- [TASK GOAL] Extend the garbage collection article by writing the next few paragraphs after its last sentence.

Start ARTICLE

Given these benefits, you might expect heap-based garbage collection to be an integral component of most present day language implementations. This is not the case, however. Most traditional programming languages were not designed with garbage collection in mind, and it is generally difficult to retrofit existing language implementations with an automatic garbage collector. Further, there are a number of serious drawbacks to the classical garbage collection algorithms. These drawbacks include:

These drawbacks become even more apparent when the algorithms are deployed in modern interactive environments, given the stringent response-time requirements of these environments.

Significant progress has been made in the past decade, however, and new garbage collection techniques have been developed that all but eliminate the above drawbacks. One of these techniques -- generation scavenging -- not only addresses each of the problems just listed, but it requires no hardware support, making it portable across a wide variety of personal computers and engineering workstations. In this article, I'll discuss some of the historical events that led to the development of the original generation-scavenging algorithm. In addition, I'll describe some of the more recent refinements that significantly enhance the performance of the basic generation scavenger. In particular, the scavenging algorithm described later can be tuned so that the average pause time and the total overhead for collecting garbage can be reduced to an acceptably low level.

Classical Garbage Collection Algorithms

Automatic garbage collection has roughly a 30-year history, starting with the near simultaneous invention of the two classical approaches to garbage collection from which most modern collection schemes are derived, namely the mark-and-sweep collection algorithm and the reference-counting algorithm. In 1960, Collins2 introduced the notion of using reference counts to determine if a piece of data could be safely reclaimed. Each piece of data, which I shall refer to hereafter as an object, has associated with it a count of the number of other objects that reference it. When this count drops to zero, the object can be reclaimed automatically by the run-time system.

The primary advantage of the reference-counting approach is that the pauses required for such reclamations are generally imperceptible to the user, because these object reclamations can easily be distributed across the computation. In addition, the space occupied by the garbage objects can be recycled immediately, thereby reducing the total amount of memory required to complete a given computation, although this space advantage is reduced somewhat by the storage required to hold the per-object reference counts.

There are some significant disadvantages to the reference-counting approach, however. Most importantly, it can't reclaim circular garbage, because any object that is indirectly self-referential will never have a reference count of zero, even if the object is no longer accessible to those objects that are still involved in the computation. In addition, special provisions have to be made to reclaim those objects whose reference-count fields have overflowed. Accordingly, most systems that employ reference counting attempt to prevent these storage leaks by either providing a backup garbage collection system that utilizes a different collection algorithm or by incurring the expense of additional recursive scanning.

End ARTICLE
Start SUPPLIED DATA

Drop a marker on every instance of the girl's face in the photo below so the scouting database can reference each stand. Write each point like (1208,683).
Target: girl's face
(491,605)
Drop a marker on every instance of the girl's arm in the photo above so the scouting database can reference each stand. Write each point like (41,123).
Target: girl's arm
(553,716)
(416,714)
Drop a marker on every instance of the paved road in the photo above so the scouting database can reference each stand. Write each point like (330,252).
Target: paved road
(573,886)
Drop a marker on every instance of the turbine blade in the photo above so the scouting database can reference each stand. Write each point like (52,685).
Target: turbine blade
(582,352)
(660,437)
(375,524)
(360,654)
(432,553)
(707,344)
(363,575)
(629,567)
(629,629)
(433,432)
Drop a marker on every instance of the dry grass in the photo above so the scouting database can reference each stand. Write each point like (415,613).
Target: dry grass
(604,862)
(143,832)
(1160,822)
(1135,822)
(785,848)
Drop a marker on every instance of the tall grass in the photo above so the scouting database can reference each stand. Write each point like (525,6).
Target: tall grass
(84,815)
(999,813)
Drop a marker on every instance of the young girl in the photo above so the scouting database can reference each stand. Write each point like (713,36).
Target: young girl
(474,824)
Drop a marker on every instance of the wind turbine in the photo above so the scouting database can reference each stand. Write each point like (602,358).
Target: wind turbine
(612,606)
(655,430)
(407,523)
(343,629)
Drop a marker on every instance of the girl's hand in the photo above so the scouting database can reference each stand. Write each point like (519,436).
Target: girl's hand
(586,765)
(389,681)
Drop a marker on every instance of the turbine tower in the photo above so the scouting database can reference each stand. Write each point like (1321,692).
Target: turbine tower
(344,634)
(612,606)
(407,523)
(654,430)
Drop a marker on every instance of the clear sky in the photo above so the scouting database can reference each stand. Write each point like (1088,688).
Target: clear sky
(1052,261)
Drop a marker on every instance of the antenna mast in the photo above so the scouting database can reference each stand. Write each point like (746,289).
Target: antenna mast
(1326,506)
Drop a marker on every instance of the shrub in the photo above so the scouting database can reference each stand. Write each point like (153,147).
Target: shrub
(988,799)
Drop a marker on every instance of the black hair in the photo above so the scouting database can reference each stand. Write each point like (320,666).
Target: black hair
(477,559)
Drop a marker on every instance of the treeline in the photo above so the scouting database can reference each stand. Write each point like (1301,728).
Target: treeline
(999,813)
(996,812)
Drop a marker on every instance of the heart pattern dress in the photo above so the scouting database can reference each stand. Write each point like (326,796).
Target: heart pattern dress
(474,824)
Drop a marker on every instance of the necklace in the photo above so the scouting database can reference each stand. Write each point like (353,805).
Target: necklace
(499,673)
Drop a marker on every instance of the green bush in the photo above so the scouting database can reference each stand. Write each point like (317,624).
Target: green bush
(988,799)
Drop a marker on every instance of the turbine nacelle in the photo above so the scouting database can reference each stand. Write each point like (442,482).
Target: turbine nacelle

End SUPPLIED DATA

- [ANSWER TO THIS EXERCISE]
Reference counting also has high overhead because each store requires the run-time system to decrement the reference count of the object whose reference is being overwritten and to increment the reference count of the object whose reference is being stored. In addition, when an object's reference count drops to zero, the run-time system has to decrement the reference count of every object pointed to by the dying object, possibly causing the reference counts of these objects to drop to zero, forcing the system to decrement the reference counts of still more objects. Finally, additional overhead is engendered by the necessity of recycling the storage occupied by these dead objects in order to avoid running short of memory.

Subsequent refinements to the basic reference-counting algorithm by Deutsch and Bobrow4 in 1976 have succeeded in reducing the total temporal overhead to approximately ten percent, which is still a relatively high price to pay. Consequently, reference counting is no longer widely used in commercially available language implementations. The fact that reference counting permits object reclamation based strictly on local information, however, has made it relevant to systems that must operate in a distributed computing environment.

The other classical garbage collection technique, also proposed in 1960, is McCarthy's7 mark-and-sweep algorithm. Unlike reference counting, which uses local information to make its decisions, the mark-and-sweep algorithm relies on a global traversal of all live objects to decide which objects can be reclaimed. The basic mark-and-sweep algorithm works as follows:

    1. Mark all objects reachable from the system's roots as being live objects.

    2. Sweep memory, unmarking live objects and reclaiming dead objects, possibly performing a simultaneous or subsequent memory compaction.

Although the mark-and-sweep algorithm does reclaim circular garbage, it, too, has serious drawbacks:

In a virtual memory system, these pauses can be exacerbated by the paging overhead required to touch each object in the entire system. The mark phase can cause especially bad paging behavior, because it typically exhibits what is essentially random page-referencing behavior.

Modern Garbage Collection Algorithms

The high cost in time associated with the classical garbage collection algorithms was reduced somewhat by the development of the copying garbage collectors, such as that described in 1969 by Fenichel and Yochelson. In its simplest form, a copying collector works in the following manner: The data heap is divided into two semispaces, and object allocations are restricted to a single semispace. When that semispace fills up, the computation is paused, and the garbage collector then traces the system's roots, copying all live objects to the other semispace. Once all of the live objects have been copied, the computation can continue with new objects being allocated in the same semispace as the live objects.

Such a collector is potentially faster than the traditional mark-and sweep collector because it touches only live objects, making its pause time proportional to the total size of the live objects rather than the size of allocated memory. Dead objects are reclaimed by virtue of the fact that they are not copied to the other semispace. The problem with this approach is twofold. First, dividing the heap into semispaces wastes space because the computation can utilize only half of the heap at any given time, and, second, the pauses required to copy all of the live objects can still be quite lengthy.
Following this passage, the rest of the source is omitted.